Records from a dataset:
+---+

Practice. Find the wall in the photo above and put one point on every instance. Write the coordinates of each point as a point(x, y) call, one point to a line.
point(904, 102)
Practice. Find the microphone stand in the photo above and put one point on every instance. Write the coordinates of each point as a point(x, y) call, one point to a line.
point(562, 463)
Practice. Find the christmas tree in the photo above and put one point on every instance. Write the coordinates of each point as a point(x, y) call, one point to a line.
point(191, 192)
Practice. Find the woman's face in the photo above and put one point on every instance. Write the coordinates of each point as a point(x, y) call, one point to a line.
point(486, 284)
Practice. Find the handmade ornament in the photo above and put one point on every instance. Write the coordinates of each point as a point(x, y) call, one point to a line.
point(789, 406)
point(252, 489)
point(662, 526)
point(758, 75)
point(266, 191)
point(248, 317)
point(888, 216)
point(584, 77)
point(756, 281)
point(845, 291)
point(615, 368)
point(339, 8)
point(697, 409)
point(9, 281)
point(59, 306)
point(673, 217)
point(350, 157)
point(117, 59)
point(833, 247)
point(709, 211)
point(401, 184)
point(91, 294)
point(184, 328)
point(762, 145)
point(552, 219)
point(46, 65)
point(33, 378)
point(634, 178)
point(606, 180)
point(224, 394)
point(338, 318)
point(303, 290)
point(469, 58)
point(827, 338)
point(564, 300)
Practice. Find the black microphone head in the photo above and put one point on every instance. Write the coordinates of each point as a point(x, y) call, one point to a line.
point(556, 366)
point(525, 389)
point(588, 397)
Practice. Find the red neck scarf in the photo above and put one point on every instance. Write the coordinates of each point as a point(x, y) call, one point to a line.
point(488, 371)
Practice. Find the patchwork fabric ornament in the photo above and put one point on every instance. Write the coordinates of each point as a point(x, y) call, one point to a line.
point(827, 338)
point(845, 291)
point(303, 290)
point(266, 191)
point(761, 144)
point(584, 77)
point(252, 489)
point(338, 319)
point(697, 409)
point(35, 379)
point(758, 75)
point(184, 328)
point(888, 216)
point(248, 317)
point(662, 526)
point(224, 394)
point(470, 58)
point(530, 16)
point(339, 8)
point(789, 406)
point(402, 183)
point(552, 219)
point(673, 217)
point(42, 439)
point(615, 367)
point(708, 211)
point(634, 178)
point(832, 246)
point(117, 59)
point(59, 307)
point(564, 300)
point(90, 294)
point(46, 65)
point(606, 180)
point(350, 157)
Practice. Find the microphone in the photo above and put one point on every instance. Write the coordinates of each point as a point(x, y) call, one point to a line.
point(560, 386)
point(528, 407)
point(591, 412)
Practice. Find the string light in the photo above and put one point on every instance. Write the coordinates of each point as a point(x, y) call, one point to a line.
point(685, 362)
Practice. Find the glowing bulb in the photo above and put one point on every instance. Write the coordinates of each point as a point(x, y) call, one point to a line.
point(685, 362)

+---+

— TASK DETAILS —
Please render the lines above as a Markdown table with two columns, Row for the row number and Line for the line itself, omitting any blank lines.

— TASK RESULT —
| Row | Line |
|---|---|
| 1 | Practice. Find the wall in the photo above and put one point on every instance. Write the coordinates of each point as a point(x, y) call, one point to a line. |
| 2 | point(904, 102) |
| 3 | Practice. Find the microphone stand in the photo above and put one point on every instance. Write the coordinates of each point as a point(x, y) call, one point to a line. |
| 4 | point(562, 463) |
| 5 | Practice. Find the christmas tree in the photo above and put one point on every instance. Write the coordinates of each point as a point(x, y) call, one point to a line. |
| 6 | point(191, 192) |
| 7 | Practice. Find the woman's face in the photo above and put one point on every instance. Write the coordinates of each point as a point(x, y) call, one point to a line. |
| 8 | point(486, 284) |
| 9 | Practice. Find the handmade ornament in the photo above and put one point on every instance. Write the coordinates of each point as a point(x, y) call, one point to a line. |
| 10 | point(789, 406) |
| 11 | point(252, 489) |
| 12 | point(662, 526) |
| 13 | point(758, 75) |
| 14 | point(266, 191) |
| 15 | point(248, 317) |
| 16 | point(888, 216) |
| 17 | point(584, 77) |
| 18 | point(756, 281) |
| 19 | point(845, 291) |
| 20 | point(615, 368) |
| 21 | point(339, 8) |
| 22 | point(697, 409) |
| 23 | point(9, 281) |
| 24 | point(59, 306) |
| 25 | point(673, 217) |
| 26 | point(350, 157) |
| 27 | point(117, 59) |
| 28 | point(833, 247) |
| 29 | point(709, 211) |
| 30 | point(401, 184) |
| 31 | point(91, 294) |
| 32 | point(184, 328) |
| 33 | point(762, 145) |
| 34 | point(552, 219) |
| 35 | point(46, 65) |
| 36 | point(33, 378) |
| 37 | point(634, 178) |
| 38 | point(606, 180) |
| 39 | point(224, 394) |
| 40 | point(338, 318) |
| 41 | point(303, 290) |
| 42 | point(469, 58) |
| 43 | point(827, 338) |
| 44 | point(564, 300) |
| 45 | Practice. Find the black microphone head in the photo above and put one point on every instance. Write the coordinates of each point as a point(x, y) call, one point to a line. |
| 46 | point(556, 366) |
| 47 | point(525, 389) |
| 48 | point(588, 397) |
| 49 | Practice. Find the red neck scarf in the photo above and put one point on every instance. Write the coordinates of each point as a point(x, y) call, one point to a line. |
| 50 | point(488, 371) |
| 51 | Practice. Find the patchwork fabric ornament in the photo above and put one point on every instance. Write the coordinates of each point as a point(x, y) call, one point to a line. |
| 52 | point(827, 338) |
| 53 | point(845, 291) |
| 54 | point(303, 290) |
| 55 | point(266, 191) |
| 56 | point(761, 144) |
| 57 | point(584, 77) |
| 58 | point(252, 489) |
| 59 | point(338, 319) |
| 60 | point(697, 409) |
| 61 | point(35, 379) |
| 62 | point(758, 75) |
| 63 | point(184, 328) |
| 64 | point(888, 216) |
| 65 | point(248, 317) |
| 66 | point(662, 526) |
| 67 | point(224, 394) |
| 68 | point(470, 58) |
| 69 | point(530, 16) |
| 70 | point(339, 8) |
| 71 | point(789, 406) |
| 72 | point(402, 183) |
| 73 | point(552, 219) |
| 74 | point(673, 217) |
| 75 | point(42, 439) |
| 76 | point(615, 367) |
| 77 | point(708, 211) |
| 78 | point(634, 178) |
| 79 | point(832, 246) |
| 80 | point(117, 59) |
| 81 | point(59, 307) |
| 82 | point(564, 300) |
| 83 | point(90, 294) |
| 84 | point(46, 65) |
| 85 | point(606, 180) |
| 86 | point(350, 157) |
| 87 | Practice. Find the microphone in the photo above and put one point on every instance. Write the coordinates of each point as a point(x, y) call, one point to a line. |
| 88 | point(560, 386) |
| 89 | point(528, 407) |
| 90 | point(591, 412) |
| 91 | Practice. Find the string light in the photo above and put one point on every instance. Write the coordinates of each point as a point(x, y) call, one point to a line. |
| 92 | point(685, 362) |
| 93 | Practice. Find the glowing bulb in the photo above and put one point on every instance. Write the coordinates of each point as a point(x, y) call, one point to a line. |
| 94 | point(685, 362) |